**WORK TASK**
Answer these questions from the voltage control text.
(a) From which terminal of the voltage control circuit 1 is the monitor signal output?
(b) Which transistor in the voltage control circuit 1 is turned off when the transistor 56 is turned on?
(c) What abnormality is given as an example that leaves the voltage control circuit 1 unactivated when the ignition switch 3 is closed?
*** PROVIDED TEXT Section Begins ***
Outputted from the monitoring output terminal FR of the voltage control circuit 1 is a monitor signal indicative of the conduction ratio of the field coil 21, which signal is fed to the monitoring input port c of the CPU incorporated in the external control unit 5. In this way, the CPU 51 is capable of monitoring changes of the conduction and nonconduction states (on- and off-states) of the output transistor 101 on the basis of the signal which indicates the state of the monitoring input port c and which is supplied to the CPU 51 via the resistor 55 to thereby determine discriminatively the electrical conduction ratio (which may also be termed the current conduction ratio) of the field coil 21.
Furthermore, when the transistor 56 incorporated in the external control unit 5 is turned on, a control signal is applied to the control input terminal G for changing over the generated voltage, the transistor 112 incorporated in the voltage control circuit 1 is turned off. In this way, the voltage control circuit 1 serves for changing the generated voltage of the vehicle-onboard electric generator 2.
The voltage control apparatus for the vehicle-onboard electric generator described above by reference to FIG. 7 however suffers a problem that upon occurrence of abnormality such as disconnection of wiring for the charge lamp 4, the voltage control circuit 1 of the vehicle-onboard generator 2 remains yet to be activated even when the ignition switch 3 is closed, incurring thus such undesirable situation that the vehicle-onboard generator 2 does not start the electric power generating operation even after the engine operation has been started.
*** PROVIDED TEXT Section Ends ***
*** EXCERPTED DATA Section Begins ***
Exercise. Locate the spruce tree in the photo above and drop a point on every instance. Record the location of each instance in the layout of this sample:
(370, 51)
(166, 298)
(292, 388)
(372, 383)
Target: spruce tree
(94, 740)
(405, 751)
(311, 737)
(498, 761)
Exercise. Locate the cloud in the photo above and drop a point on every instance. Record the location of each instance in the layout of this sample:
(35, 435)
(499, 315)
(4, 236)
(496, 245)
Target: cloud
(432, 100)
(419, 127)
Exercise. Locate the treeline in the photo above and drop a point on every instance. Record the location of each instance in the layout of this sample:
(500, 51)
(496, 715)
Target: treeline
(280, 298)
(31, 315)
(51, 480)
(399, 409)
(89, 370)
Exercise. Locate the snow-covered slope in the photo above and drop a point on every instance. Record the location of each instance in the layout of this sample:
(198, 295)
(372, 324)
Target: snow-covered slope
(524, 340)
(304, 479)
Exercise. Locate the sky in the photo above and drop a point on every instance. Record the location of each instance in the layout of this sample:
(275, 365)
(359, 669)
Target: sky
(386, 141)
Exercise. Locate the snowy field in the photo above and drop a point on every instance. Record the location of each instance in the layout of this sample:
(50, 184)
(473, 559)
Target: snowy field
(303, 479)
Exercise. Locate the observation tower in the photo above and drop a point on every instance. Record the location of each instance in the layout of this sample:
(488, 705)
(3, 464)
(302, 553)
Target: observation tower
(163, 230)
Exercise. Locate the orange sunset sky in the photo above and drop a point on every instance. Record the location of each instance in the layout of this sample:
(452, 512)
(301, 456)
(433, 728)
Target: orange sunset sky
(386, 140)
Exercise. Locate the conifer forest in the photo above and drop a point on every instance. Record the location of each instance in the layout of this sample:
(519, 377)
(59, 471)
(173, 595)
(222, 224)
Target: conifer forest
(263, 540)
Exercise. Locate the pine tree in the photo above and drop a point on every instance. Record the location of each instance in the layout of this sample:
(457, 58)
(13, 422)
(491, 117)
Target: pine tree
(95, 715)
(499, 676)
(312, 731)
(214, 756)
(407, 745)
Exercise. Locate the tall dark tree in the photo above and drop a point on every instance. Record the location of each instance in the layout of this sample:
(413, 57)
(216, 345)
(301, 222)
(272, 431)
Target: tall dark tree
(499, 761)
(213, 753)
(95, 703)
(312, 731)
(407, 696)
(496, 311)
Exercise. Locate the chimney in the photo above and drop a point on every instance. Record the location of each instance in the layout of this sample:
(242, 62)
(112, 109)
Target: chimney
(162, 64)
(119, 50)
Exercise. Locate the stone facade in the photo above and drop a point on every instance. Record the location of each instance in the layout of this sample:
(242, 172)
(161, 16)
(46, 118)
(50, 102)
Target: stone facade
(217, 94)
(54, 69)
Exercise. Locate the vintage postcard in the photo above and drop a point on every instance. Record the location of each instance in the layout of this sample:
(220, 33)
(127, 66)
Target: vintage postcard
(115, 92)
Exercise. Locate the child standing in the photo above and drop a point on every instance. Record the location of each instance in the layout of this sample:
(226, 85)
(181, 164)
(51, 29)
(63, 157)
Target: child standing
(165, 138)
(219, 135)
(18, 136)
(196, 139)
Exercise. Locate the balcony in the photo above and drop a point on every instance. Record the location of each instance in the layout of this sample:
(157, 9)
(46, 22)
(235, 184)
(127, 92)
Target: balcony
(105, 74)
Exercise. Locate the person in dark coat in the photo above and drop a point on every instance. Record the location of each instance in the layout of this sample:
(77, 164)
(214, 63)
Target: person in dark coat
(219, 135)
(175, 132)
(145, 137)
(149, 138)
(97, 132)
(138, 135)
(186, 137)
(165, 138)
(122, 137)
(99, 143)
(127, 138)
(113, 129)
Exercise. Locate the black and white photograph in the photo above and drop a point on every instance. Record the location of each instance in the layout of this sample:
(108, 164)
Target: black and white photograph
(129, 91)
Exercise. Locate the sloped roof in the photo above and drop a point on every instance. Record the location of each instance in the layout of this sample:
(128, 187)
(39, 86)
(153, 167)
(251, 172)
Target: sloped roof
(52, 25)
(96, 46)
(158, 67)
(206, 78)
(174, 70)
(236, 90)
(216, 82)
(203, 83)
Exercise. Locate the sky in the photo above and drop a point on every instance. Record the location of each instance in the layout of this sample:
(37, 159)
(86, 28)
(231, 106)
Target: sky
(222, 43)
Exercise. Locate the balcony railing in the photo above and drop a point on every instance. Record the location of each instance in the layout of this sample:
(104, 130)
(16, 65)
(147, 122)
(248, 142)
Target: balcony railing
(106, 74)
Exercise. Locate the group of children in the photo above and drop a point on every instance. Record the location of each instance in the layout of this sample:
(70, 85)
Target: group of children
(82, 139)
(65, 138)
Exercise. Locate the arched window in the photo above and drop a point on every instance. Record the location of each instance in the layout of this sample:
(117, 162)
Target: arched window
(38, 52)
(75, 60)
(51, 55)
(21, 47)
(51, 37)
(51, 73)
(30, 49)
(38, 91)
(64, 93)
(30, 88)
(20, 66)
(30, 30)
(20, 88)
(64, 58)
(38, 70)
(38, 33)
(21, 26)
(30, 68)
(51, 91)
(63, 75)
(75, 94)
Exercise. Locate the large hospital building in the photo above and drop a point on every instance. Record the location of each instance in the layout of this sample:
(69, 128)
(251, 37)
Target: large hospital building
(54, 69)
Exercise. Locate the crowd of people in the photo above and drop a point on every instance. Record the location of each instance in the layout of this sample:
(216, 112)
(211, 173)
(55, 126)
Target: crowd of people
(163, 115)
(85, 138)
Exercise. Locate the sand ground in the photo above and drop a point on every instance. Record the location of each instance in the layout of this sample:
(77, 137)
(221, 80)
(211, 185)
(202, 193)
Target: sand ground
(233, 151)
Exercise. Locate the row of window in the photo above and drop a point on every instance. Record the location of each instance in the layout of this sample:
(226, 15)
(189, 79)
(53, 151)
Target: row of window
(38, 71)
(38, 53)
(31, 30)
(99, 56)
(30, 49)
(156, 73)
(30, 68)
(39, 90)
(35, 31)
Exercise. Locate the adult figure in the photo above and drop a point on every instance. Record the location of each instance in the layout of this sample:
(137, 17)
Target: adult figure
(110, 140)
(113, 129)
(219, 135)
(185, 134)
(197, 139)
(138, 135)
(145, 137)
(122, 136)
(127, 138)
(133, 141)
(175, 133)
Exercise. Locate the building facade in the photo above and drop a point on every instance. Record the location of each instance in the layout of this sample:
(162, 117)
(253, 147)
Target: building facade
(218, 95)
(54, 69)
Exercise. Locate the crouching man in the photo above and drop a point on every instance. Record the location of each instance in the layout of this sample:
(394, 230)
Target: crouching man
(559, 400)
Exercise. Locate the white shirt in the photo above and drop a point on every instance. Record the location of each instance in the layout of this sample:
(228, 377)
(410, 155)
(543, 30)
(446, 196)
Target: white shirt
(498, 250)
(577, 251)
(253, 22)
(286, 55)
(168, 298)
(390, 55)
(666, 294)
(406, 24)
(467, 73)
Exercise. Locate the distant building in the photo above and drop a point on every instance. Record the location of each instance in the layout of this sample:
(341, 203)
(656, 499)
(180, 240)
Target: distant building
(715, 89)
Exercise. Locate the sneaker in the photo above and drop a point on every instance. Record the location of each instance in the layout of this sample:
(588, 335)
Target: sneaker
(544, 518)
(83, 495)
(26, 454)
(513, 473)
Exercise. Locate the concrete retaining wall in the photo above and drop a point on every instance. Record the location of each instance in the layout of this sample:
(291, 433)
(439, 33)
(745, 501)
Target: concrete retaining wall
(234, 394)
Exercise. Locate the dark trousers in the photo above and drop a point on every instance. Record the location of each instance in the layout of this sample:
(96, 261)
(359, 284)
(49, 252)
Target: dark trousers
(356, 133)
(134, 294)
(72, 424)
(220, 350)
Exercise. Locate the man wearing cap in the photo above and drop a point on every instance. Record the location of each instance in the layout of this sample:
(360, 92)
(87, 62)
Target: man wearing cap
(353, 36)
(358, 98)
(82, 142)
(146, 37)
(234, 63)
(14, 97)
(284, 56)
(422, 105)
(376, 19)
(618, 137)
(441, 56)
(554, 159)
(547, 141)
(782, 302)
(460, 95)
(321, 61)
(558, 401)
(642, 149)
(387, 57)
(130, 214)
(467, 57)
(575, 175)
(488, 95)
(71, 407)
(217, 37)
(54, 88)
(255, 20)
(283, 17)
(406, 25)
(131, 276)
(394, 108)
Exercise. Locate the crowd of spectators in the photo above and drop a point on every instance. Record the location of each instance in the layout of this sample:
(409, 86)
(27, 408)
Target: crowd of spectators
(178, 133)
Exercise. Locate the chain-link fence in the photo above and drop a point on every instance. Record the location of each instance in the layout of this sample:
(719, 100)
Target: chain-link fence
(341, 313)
*** EXCERPTED DATA Section Ends ***
**OUTPUT**
(a) The monitoring output terminal FR.
(b) The transistor 112.
(c) Disconnection of wiring for the charge lamp 4.